__Given exercise__: Reproduce all the records below, substituting "point" for every occurrence of "pixel" and changing nothing else. Omit the pictures from the output.

— START Dataset records —

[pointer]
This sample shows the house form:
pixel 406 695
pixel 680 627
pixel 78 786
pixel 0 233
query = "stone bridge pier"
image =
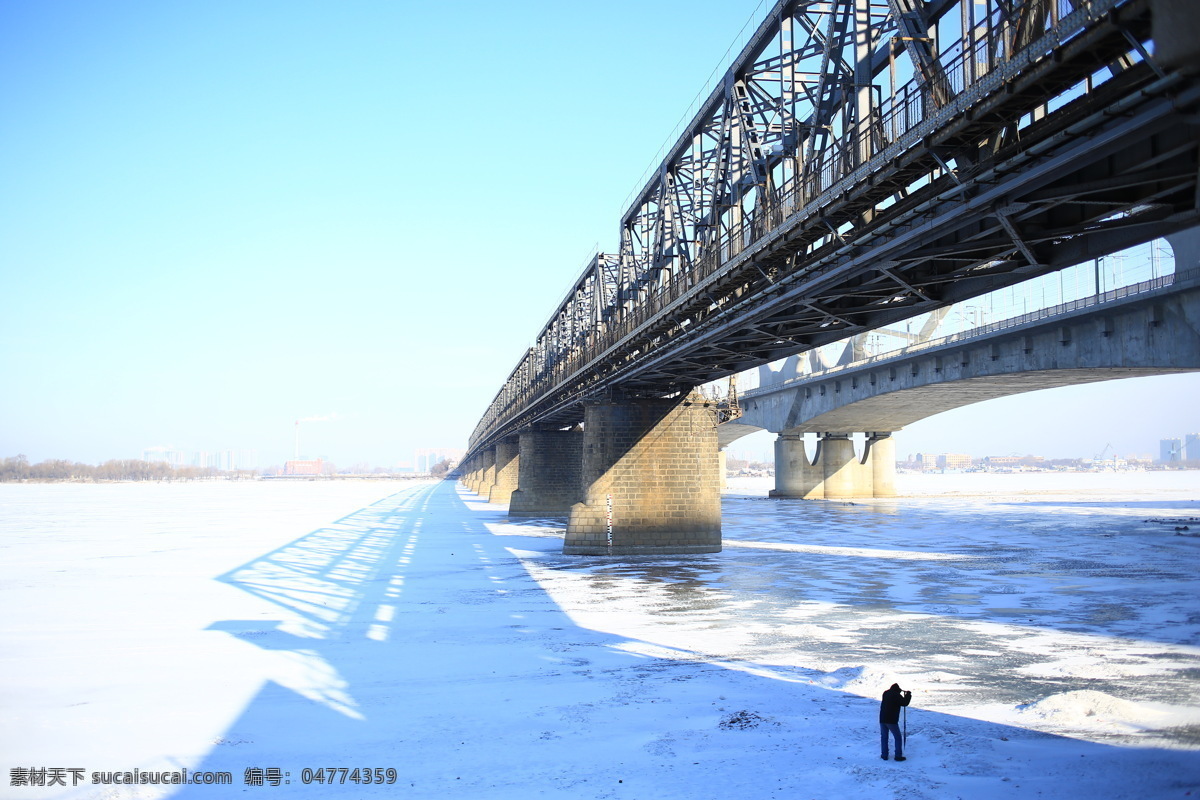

— END Dataset records —

__Answer to this task__:
[pointer]
This sample shows the house form:
point 406 695
point 680 627
point 78 786
point 0 233
query = "stone bridge pier"
image =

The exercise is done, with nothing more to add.